▶ Problems:
(A) In the Hacker News thread on Snowflake costs, what share of the time does the first poster say the warehouse isn't running?
(B) Render this sentence from the Hacker News thread on Snowflake costs in Spanish: "You only pay for object storage, and S3 read costs are trivial."
(C) Carry on the Hacker News thread about Snowflake versus running your own Spark clusters, starting after its final comment.

▶ Reading passage:
-*-*-
Hacker News new | ask | show | jobs
by ironchef 1032 days ago
Here was my situation. Occasional queries. Over a couple petabyte of data. Customer facing so response in seconds per SLA but > 95 percent of the time the warehouse isn’t running. Cached queries from within 24 hours which don’t require the warehouse to even spin up. Our snowflake costs were significantly less than an FTE.

Would that potentially be a situation which “running your own” doesn’t make sense?

2 comments

>Would that potentially be a situation which “running your own” doesn’t make sense?

Look into datalake architectures. RDBMS based data warehousing is obviously not economical at the petabyte scale. But storing all that data in S3 with Delta Lake/Iceberg format and querying with Spark changes things entirely. You only pay for object storage, and S3 read costs are trivial.

> Look into datalake architectures.

Yup .. comfy with iceberg/delta/hudi

> RDBMS based data warehousing is obviously not economical at the petabyte scale.

I never said it was .. I'm simply responding to "I simply cannot understand how anyone chooses this over running your own Spark clusters with Jupyterlab". I'm trying to help you understand why folks would choose a SaaS over run your own.

> But storing all that data in S3 with Delta Lake/Iceberg format and querying with Spark changes things entirely. You only pay for object storage, and S3 read costs are trivial.

No. You don't just pay for object storage + minor S3 read costs.

You pay for operations You pay for someone setting up conventions You pay to not have to optimize data layouts for streaming writes You pay to not have to discover race conditions in s3 when running multiple spark clusters writing to same delta tables You pay to not have to discover that your partitions/clustering needs have changed based on new data or query patterns

But look .. I get it. You have chosen to optimize for cost structures in one way .. and I've chosen to optimize in a different way. In the past I've done exactly as you've said as well. I think being able to seeking to see _why_ folks may have chosen a different path may help you understand other areas to consider in operations.

If you have petabytes of data, I don't think this article is talking about your use case.
I think it is?

Or I guess, what data size do you think it's talking about? If you only have gigabytes of data, none of this matters, you can use anything pretty cheaply and easily. So is this article just for "terabytes" or does it go up to "hundreds of terabytes" but not "petabytes"?
-*-*-
▶ Supplied information:
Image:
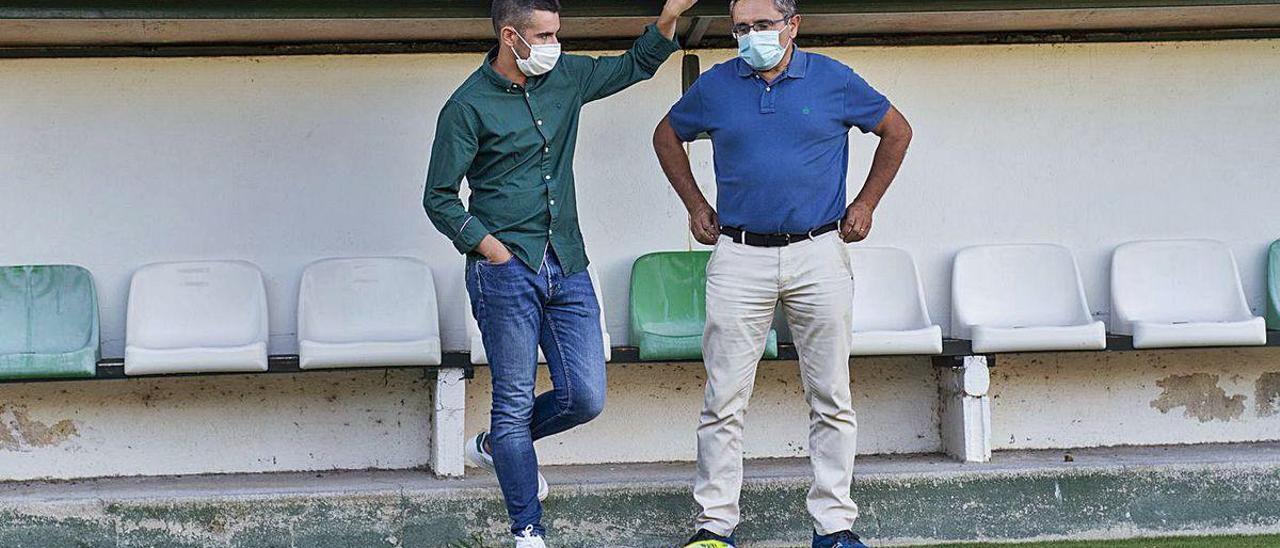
-*-*-
▶ Responses per task:
(A) More than 95 percent of the time.

(B) Solo pagas por el almacenamiento de objetos, y los costos de lectura de S3 son insignificantes.

(C)
Hmm, I suppose it's a bit challenging to say. I initially thought that it wasn't for the 80% smallest companies and petabytes of data is probably puts you in the top 20%. (Most businesses are small businesses after all.)

However, I now realize that th biggest companies probably should manage their own data. If you're Google why would you use Snowflake?

So I don't know if you are the target audience for this blog post. It's pretty ambiguous.

I guess I'll say what I think. I do think it is targeted at that smallest 80% of companies with some digital footprint, and also at most of the top 20%. Or more specifically, I think maybe it's targeted at like the 5th percentile to the 99th percentile. That bottom 5% probably just needs Excel, and that top 1% is probably writing or heavily modifying all their own tools.

But I'm not sure the advice is very good from the 5th percentile up to ... maybe that top 20%? A lot of the stuff in the article assumes the availability of sophisticated data architects and mature infrastructure groups that I really don't think the median company has.

I agree. Really seasoned data people are not common enough. Small companies need to buy services to lighten the load.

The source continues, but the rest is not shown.